Begin THE RECORDS
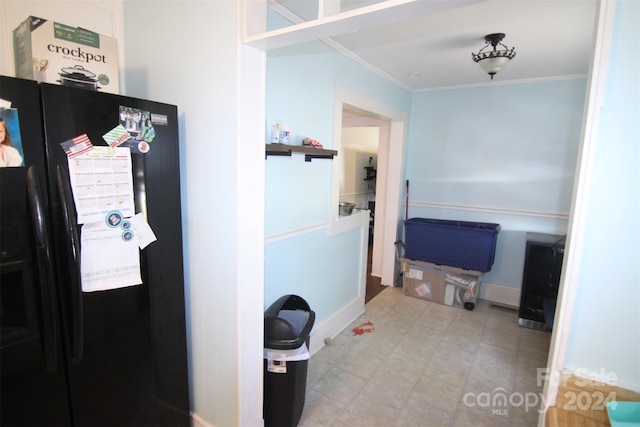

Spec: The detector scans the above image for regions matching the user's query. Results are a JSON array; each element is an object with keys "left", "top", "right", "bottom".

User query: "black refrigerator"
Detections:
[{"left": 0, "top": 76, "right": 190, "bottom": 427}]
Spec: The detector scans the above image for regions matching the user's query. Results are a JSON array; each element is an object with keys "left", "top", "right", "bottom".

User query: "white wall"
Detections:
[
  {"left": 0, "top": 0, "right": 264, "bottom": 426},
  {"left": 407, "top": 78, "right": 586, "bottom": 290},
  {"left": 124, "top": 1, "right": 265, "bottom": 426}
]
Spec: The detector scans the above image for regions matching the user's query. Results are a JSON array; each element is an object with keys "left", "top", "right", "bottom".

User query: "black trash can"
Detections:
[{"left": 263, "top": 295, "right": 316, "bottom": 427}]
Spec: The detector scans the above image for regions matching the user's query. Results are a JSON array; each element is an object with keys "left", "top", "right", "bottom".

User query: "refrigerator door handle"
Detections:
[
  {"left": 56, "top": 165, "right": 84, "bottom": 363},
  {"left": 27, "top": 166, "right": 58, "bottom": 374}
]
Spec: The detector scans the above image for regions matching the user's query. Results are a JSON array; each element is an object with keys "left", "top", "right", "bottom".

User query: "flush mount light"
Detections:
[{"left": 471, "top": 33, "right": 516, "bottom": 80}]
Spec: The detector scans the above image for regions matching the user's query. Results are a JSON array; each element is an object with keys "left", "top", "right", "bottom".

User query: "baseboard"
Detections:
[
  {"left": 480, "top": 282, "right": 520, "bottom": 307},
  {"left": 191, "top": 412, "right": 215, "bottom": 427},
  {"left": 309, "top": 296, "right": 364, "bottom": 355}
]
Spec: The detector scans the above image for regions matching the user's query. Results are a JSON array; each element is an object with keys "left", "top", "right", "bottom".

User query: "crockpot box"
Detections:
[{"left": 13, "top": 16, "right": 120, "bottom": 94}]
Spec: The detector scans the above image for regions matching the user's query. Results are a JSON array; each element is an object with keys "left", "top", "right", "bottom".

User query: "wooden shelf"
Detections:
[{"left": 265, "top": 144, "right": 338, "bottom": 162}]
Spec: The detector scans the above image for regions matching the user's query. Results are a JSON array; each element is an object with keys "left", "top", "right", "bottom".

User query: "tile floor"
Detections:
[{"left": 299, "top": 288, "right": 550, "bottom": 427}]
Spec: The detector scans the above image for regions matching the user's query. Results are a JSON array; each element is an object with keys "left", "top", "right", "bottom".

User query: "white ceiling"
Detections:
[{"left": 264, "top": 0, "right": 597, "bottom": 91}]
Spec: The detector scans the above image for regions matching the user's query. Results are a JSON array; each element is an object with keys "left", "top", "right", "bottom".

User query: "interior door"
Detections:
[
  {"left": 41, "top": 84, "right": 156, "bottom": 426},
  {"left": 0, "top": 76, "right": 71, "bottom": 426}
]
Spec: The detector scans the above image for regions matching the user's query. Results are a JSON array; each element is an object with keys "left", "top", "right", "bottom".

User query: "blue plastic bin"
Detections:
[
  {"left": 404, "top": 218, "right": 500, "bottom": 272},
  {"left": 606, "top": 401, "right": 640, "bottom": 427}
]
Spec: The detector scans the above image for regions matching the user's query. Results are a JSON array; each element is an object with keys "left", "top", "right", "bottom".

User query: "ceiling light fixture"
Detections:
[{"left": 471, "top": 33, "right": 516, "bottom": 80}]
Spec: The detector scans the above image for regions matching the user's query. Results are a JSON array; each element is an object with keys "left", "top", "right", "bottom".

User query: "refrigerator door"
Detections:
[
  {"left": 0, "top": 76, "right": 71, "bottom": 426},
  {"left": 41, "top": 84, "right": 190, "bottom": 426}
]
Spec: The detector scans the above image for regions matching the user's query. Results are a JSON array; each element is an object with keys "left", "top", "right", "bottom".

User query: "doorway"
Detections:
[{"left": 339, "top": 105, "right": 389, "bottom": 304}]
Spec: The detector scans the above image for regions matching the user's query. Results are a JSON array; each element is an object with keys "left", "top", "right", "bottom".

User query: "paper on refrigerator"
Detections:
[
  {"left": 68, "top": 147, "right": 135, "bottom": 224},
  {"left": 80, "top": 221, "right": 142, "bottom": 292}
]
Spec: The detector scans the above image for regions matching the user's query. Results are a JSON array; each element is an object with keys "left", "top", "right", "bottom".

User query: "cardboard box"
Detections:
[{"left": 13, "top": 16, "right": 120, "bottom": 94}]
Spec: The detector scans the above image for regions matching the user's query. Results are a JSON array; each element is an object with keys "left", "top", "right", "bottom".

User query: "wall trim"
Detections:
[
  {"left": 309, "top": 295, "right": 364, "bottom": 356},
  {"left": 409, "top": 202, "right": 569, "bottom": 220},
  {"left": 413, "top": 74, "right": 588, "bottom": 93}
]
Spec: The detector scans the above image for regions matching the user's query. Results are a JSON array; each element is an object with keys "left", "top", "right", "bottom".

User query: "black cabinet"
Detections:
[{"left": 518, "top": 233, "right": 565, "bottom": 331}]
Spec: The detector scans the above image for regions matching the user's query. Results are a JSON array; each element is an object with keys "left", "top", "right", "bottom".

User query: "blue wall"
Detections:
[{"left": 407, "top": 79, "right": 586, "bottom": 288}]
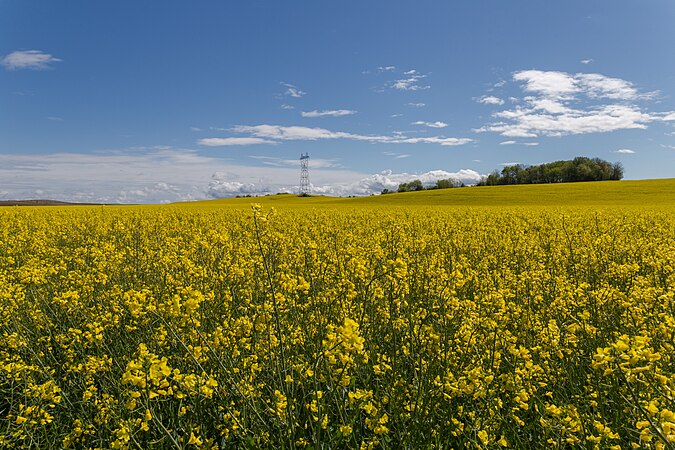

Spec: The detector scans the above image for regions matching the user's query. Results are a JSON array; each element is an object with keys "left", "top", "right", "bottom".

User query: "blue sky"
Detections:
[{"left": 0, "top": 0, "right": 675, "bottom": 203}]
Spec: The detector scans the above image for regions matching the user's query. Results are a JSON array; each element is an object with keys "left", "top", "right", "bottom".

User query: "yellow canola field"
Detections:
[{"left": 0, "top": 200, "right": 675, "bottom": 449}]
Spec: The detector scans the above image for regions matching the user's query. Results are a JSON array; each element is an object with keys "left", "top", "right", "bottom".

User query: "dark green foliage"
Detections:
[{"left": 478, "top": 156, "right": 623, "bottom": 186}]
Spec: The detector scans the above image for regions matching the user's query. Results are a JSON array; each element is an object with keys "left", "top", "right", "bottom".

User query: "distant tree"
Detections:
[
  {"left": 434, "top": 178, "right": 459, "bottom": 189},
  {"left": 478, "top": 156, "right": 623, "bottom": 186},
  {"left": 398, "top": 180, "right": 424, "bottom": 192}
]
End THE RECORDS
Begin THE RECORDS
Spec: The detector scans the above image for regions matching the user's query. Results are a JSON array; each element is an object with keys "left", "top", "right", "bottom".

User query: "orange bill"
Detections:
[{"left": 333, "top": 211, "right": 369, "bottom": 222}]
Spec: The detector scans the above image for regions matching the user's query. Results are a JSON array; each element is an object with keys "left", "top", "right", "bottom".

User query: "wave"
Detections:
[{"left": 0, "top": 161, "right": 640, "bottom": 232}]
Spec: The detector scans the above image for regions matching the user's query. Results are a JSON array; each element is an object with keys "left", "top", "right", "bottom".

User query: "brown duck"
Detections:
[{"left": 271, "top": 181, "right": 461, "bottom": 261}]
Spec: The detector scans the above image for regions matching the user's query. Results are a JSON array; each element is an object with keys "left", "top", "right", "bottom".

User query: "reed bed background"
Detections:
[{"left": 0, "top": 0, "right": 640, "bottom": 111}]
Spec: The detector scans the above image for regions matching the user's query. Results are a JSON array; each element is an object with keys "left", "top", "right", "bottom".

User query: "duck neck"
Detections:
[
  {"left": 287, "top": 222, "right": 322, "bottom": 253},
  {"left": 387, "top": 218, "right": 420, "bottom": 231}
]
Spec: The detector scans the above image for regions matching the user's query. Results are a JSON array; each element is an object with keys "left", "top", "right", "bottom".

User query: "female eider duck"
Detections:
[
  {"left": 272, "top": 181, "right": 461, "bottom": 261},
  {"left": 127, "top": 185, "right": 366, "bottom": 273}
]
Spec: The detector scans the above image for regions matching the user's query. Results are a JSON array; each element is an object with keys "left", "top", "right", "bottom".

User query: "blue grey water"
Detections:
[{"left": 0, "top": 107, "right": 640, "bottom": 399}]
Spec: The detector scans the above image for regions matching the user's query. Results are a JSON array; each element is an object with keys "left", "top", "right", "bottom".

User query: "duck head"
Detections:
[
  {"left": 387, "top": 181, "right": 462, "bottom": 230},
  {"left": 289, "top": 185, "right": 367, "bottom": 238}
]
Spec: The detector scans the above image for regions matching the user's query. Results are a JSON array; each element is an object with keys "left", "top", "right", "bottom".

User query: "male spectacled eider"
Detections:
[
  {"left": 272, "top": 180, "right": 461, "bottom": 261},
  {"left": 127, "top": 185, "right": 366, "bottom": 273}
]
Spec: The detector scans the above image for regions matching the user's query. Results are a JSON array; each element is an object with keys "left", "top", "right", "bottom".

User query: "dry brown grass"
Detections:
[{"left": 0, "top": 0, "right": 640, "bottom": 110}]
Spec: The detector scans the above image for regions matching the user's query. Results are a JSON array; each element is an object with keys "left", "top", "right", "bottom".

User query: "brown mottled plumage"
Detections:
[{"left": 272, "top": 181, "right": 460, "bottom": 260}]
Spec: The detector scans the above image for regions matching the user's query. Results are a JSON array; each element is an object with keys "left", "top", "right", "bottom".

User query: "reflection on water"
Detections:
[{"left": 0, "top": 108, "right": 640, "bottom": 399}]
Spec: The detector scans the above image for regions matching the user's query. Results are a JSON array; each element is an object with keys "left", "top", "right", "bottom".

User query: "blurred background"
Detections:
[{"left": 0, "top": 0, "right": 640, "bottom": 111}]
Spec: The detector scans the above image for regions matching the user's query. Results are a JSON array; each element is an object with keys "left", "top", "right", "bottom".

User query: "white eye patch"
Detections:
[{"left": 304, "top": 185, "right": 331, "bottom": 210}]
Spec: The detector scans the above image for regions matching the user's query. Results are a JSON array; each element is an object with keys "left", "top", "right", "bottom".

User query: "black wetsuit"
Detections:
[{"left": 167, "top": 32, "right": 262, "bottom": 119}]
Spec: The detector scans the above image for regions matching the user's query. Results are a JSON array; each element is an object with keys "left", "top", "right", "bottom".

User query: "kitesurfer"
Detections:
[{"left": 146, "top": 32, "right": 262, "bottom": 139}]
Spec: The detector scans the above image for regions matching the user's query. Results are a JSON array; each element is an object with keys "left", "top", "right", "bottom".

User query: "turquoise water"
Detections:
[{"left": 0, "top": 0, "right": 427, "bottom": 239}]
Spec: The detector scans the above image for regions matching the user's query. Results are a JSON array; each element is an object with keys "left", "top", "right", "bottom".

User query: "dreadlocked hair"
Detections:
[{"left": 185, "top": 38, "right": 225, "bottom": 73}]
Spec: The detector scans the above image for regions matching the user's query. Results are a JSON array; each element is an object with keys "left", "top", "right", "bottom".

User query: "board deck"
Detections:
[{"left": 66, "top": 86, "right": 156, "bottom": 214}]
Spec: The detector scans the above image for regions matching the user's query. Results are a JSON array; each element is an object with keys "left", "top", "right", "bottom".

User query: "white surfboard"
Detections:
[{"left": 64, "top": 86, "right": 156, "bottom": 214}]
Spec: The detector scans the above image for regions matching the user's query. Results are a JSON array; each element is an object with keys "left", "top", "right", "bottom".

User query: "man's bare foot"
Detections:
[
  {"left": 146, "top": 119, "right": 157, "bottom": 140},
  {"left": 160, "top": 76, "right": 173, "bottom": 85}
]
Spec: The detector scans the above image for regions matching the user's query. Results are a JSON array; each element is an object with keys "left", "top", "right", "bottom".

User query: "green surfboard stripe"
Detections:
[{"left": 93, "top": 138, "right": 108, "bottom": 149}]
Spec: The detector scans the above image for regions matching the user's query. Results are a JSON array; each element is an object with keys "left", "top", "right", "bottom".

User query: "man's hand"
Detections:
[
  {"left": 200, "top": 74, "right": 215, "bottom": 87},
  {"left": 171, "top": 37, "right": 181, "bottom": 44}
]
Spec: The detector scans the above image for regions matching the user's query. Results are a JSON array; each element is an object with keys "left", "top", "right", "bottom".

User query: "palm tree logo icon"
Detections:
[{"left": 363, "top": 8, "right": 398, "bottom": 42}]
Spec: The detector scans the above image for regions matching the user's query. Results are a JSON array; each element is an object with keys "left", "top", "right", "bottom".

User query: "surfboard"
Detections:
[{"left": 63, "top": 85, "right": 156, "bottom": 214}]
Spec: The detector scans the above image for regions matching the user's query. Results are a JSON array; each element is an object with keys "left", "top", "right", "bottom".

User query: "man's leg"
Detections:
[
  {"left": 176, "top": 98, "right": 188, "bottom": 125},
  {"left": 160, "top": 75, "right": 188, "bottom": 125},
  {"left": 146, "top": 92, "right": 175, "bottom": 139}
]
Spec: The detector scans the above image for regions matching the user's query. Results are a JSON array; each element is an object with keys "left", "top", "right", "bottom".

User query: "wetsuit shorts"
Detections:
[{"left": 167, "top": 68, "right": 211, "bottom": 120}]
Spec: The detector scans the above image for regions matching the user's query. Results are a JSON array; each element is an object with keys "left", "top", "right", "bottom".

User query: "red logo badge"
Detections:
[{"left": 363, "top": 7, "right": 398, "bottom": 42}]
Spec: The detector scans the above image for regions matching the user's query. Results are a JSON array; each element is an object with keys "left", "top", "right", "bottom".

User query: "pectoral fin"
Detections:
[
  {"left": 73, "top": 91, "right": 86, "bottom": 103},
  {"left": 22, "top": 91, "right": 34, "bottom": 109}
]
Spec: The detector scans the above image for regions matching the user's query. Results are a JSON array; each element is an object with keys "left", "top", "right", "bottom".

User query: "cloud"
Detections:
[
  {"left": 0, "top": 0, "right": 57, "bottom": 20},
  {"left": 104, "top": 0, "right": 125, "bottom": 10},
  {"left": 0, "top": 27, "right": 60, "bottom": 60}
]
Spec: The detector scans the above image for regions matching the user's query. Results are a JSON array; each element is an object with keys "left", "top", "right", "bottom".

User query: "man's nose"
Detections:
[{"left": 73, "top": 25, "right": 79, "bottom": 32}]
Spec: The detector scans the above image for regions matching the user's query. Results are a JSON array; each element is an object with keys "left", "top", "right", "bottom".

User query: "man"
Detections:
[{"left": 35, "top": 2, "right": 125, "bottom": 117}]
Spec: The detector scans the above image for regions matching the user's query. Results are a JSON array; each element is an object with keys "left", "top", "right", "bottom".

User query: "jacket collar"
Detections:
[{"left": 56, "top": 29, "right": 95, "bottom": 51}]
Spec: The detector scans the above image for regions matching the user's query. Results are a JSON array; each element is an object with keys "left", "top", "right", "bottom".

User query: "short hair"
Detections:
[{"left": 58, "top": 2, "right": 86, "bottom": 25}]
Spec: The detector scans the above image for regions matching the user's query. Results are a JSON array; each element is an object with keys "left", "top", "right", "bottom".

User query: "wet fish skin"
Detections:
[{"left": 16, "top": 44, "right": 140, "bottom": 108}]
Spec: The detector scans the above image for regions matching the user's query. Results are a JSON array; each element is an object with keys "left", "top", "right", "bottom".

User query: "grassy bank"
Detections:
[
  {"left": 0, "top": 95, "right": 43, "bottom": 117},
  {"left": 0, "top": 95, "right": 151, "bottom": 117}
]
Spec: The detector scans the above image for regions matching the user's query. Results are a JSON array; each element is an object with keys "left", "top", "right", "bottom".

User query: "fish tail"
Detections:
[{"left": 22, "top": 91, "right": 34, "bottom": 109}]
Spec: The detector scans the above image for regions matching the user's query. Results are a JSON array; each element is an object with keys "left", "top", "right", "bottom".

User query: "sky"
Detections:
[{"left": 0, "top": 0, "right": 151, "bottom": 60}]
End THE RECORDS
Begin THE RECORDS
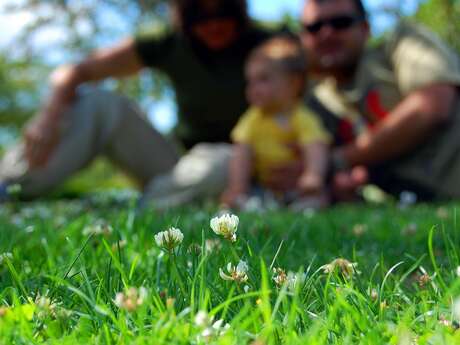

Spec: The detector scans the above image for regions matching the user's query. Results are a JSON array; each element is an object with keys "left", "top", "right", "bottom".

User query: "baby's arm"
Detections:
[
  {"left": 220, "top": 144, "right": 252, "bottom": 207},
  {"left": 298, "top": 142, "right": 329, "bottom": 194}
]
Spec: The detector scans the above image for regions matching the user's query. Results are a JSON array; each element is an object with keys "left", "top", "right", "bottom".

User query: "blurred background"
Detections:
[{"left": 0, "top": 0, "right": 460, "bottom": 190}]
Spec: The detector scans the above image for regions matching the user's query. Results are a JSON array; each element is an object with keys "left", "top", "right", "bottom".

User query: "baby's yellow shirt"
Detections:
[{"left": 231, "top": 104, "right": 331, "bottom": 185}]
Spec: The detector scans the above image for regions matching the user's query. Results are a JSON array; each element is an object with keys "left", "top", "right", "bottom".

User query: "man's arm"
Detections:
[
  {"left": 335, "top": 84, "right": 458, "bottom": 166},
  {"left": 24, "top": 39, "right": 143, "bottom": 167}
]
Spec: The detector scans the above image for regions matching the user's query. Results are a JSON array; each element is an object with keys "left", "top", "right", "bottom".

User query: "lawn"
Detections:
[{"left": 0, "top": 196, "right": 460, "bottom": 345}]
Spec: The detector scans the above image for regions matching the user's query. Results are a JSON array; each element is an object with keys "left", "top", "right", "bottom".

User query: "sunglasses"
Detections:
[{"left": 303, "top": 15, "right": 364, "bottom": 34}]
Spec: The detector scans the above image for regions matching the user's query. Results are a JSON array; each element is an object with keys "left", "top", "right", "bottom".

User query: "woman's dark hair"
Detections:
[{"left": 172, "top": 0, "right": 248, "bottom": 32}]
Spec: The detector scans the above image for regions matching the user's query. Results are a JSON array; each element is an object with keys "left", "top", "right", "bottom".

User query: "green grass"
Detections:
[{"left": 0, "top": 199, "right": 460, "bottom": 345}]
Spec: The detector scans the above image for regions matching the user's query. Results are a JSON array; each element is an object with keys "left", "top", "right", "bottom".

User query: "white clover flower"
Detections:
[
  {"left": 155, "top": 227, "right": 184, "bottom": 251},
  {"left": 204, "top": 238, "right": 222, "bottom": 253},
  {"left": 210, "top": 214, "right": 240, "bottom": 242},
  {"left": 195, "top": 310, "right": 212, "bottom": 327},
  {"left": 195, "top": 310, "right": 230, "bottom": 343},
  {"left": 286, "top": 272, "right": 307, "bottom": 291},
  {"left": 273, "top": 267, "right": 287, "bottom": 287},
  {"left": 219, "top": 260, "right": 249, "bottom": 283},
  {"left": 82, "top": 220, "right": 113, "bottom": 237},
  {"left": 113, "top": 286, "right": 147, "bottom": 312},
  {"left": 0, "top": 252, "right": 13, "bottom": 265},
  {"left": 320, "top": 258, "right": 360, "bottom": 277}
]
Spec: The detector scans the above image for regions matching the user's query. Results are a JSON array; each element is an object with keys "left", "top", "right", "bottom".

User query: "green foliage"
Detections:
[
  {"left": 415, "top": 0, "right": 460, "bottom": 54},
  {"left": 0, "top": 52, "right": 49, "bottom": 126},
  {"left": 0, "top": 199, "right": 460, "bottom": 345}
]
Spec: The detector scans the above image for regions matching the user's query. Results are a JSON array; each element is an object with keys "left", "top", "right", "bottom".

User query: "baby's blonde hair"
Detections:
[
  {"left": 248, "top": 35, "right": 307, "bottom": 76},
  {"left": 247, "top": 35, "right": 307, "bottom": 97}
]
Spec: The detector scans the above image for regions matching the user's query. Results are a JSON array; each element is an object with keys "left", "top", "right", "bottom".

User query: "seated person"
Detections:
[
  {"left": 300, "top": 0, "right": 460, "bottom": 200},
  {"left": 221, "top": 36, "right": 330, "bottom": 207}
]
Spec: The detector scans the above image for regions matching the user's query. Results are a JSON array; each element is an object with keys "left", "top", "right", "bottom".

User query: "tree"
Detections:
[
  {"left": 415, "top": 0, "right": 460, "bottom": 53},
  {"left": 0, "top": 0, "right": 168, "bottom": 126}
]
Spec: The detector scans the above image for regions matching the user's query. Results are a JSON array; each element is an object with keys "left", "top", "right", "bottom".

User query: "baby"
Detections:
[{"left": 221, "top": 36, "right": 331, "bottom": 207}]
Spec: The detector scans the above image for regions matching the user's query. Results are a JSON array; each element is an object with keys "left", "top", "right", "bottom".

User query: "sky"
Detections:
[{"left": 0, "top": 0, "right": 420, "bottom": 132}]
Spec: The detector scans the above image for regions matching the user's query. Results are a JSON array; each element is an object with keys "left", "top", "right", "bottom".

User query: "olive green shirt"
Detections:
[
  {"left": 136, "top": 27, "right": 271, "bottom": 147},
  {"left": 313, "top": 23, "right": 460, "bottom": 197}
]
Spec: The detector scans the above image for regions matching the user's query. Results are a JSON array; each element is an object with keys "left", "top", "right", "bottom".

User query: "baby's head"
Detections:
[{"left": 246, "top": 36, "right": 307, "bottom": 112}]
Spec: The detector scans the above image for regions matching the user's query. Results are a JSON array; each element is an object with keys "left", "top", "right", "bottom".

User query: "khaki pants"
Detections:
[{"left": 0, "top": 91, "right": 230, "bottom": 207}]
End THE RECORDS
EXERCISE TASK
Find every line in the records above that contains the word "fish" and copy each one out. Case counts.

RESPONSE FOR THIS EXERCISE
User query: "wet fish skin"
User query: "fish tail"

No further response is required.